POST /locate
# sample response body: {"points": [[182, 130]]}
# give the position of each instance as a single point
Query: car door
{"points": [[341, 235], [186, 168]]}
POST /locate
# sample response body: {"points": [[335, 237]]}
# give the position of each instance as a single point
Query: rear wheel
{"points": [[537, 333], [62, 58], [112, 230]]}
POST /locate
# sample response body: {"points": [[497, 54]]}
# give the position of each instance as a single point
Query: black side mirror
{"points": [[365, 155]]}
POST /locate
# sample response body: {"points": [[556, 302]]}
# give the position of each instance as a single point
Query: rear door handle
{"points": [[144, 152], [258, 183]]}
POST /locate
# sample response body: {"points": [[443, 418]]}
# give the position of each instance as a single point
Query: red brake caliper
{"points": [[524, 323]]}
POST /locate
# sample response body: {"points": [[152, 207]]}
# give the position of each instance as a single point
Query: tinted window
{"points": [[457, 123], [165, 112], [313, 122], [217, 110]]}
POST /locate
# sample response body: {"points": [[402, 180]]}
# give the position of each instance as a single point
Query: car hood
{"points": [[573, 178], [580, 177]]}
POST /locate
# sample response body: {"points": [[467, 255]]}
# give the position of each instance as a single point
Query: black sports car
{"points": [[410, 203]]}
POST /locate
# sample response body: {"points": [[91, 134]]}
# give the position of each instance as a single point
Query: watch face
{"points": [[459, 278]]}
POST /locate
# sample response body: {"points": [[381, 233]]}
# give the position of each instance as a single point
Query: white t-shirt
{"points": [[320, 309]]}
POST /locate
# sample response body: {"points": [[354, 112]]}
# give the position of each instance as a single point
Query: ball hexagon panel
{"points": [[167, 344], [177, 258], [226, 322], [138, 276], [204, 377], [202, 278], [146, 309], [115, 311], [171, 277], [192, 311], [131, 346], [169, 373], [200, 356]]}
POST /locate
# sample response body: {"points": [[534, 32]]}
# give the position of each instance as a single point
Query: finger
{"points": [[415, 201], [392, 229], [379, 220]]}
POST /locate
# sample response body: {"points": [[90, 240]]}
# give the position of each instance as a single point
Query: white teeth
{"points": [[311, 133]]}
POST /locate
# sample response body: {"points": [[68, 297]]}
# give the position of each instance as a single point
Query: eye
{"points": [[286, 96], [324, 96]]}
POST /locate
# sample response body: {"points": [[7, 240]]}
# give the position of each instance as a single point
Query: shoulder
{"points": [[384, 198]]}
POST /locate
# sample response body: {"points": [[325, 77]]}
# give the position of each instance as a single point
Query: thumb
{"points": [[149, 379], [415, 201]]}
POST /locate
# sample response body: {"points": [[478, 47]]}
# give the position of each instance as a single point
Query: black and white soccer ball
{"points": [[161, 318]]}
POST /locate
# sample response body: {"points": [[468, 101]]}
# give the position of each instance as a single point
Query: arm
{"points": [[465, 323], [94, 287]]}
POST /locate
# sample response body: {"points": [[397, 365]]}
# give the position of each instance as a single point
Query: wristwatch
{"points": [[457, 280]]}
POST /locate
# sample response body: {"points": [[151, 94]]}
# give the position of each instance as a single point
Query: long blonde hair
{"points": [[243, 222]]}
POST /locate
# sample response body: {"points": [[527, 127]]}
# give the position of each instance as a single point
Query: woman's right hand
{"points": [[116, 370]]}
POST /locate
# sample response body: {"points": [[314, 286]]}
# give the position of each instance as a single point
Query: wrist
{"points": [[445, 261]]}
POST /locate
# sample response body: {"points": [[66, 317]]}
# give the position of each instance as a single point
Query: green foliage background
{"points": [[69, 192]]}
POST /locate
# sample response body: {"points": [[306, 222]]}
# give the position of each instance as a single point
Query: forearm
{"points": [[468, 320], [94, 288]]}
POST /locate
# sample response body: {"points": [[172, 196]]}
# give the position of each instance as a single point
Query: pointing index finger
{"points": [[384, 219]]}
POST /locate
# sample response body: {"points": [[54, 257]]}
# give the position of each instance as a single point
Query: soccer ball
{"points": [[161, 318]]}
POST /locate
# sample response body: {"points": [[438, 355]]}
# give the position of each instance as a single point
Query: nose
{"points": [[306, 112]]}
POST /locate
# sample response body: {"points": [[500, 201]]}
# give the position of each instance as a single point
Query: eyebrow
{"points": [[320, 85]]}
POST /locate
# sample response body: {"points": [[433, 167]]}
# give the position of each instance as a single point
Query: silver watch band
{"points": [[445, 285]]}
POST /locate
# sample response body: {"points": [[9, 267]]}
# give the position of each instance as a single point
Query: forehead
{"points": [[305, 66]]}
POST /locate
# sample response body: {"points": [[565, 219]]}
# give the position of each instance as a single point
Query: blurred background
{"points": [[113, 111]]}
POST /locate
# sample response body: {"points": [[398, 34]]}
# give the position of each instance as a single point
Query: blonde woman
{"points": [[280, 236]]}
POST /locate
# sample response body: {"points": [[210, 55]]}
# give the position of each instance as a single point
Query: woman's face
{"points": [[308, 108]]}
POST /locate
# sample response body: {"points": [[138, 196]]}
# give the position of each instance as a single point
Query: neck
§ §
**WRITTEN EXERCISE**
Copy all data exactly, start to finish.

**TASK SOLUTION**
POST /locate
# sample response body: {"points": [[182, 130]]}
# give the position of each instance as a single point
Query: car door
{"points": [[341, 235], [186, 168]]}
POST /locate
# sample response body: {"points": [[335, 237]]}
# give the position of each instance as a single point
Query: rear wheel
{"points": [[537, 333], [62, 58], [112, 230]]}
POST /locate
# sample response body: {"points": [[497, 54]]}
# give the position of each instance as a single point
Query: black side mirror
{"points": [[365, 155]]}
POST /locate
# sample response body: {"points": [[556, 302]]}
# give the position of each instance as a single point
Query: rear door handle
{"points": [[144, 152], [258, 183]]}
POST /locate
# sample response body: {"points": [[443, 418]]}
# give the position of each instance as a single point
Query: red brake caliper
{"points": [[524, 323]]}
POST /locate
# sample response body: {"points": [[152, 207]]}
# give the position of each instance as a single point
Query: tinted window
{"points": [[457, 123], [165, 112], [313, 122], [217, 110]]}
POST /locate
# sample response body: {"points": [[402, 180]]}
# give the position of each instance as a single point
Query: car hood
{"points": [[573, 178], [580, 177]]}
POST /locate
# sample response body: {"points": [[467, 255]]}
# give the position of each instance as a single point
Query: black sports car
{"points": [[410, 203]]}
POST /locate
# sample response body: {"points": [[91, 134]]}
# give the position of each instance as a single point
Query: watch face
{"points": [[459, 278]]}
POST /locate
# sample response body: {"points": [[381, 233]]}
# give the position of each instance as a single point
Query: white t-shirt
{"points": [[320, 309]]}
POST /locate
# sample response body: {"points": [[354, 112]]}
# give the position of each instance as a single point
Query: ball hexagon panel
{"points": [[167, 344], [177, 258], [226, 322], [138, 276], [204, 377], [202, 278], [146, 309], [115, 311], [171, 277], [192, 311], [131, 346], [169, 373], [200, 356]]}
POST /locate
# sample response body: {"points": [[534, 32]]}
# give the position of each instance as a single point
Query: finger
{"points": [[415, 201], [392, 229], [379, 220]]}
POST /locate
# sample response body: {"points": [[90, 240]]}
# give the position of each instance as a single point
Query: white teeth
{"points": [[311, 133]]}
POST /locate
# sample response body: {"points": [[68, 297]]}
# give the position of each instance as a single point
Query: eye
{"points": [[286, 96], [324, 96]]}
POST /locate
# sample response body: {"points": [[7, 240]]}
# give the position of each instance as a single point
Query: shoulder
{"points": [[384, 198]]}
POST /locate
# sample response body: {"points": [[325, 77]]}
# give the position of each instance as a single point
Query: thumb
{"points": [[149, 379], [415, 201]]}
POST /locate
# sample response body: {"points": [[478, 47]]}
# give the position of each instance as a single point
Query: black and white soccer ball
{"points": [[161, 318]]}
POST /locate
# sample response body: {"points": [[468, 101]]}
# give the position of each instance as a single point
Query: arm
{"points": [[465, 323], [94, 287]]}
POST /locate
# sample response body: {"points": [[397, 365]]}
# give the position of each instance as a single point
Query: wristwatch
{"points": [[457, 280]]}
POST /locate
# sample response body: {"points": [[151, 94]]}
# give the position of each instance as a single point
Query: long blonde hair
{"points": [[243, 222]]}
POST /locate
# sample response body: {"points": [[527, 127]]}
# give the position of each instance as a single point
Query: woman's right hand
{"points": [[116, 370]]}
POST /locate
# sample response body: {"points": [[314, 286]]}
# give the position of each instance as a single point
Query: wrist
{"points": [[445, 261]]}
POST /locate
# sample response body: {"points": [[66, 317]]}
# give the position of each instance as a single point
Query: green foliage background
{"points": [[69, 192]]}
POST /locate
# sample response body: {"points": [[306, 222]]}
# give the position of each instance as a single point
Query: forearm
{"points": [[468, 320], [94, 288]]}
POST /locate
# sample response body: {"points": [[172, 196]]}
# give the position of each instance as a single point
Query: pointing index finger
{"points": [[384, 219]]}
POST /locate
# sample response body: {"points": [[54, 257]]}
# give the position of each instance as a single point
Query: soccer ball
{"points": [[161, 318]]}
POST /locate
# sample response body: {"points": [[438, 355]]}
# give the position of each instance as a single point
Query: nose
{"points": [[306, 112]]}
POST /locate
# sample response body: {"points": [[500, 201]]}
# give the position of each instance as a single point
Query: eyebrow
{"points": [[320, 85]]}
POST /locate
# sample response body: {"points": [[433, 167]]}
# give the position of each instance as a single point
Query: silver watch band
{"points": [[445, 285]]}
POST /locate
# sample response body: {"points": [[9, 267]]}
# give the position of each instance as a single point
Query: forehead
{"points": [[305, 66]]}
POST /locate
# sample response body: {"points": [[565, 219]]}
# give the position of each instance as a single point
Query: blurred background
{"points": [[113, 111]]}
POST /locate
# sample response body: {"points": [[398, 34]]}
# give the position of each instance as a single point
Query: blonde woman
{"points": [[280, 236]]}
POST /locate
# sample response body: {"points": [[210, 55]]}
# give the position of each instance as a single point
Query: woman's face
{"points": [[308, 108]]}
POST /locate
# sample response body: {"points": [[138, 196]]}
# give the position of each instance as a single point
Query: neck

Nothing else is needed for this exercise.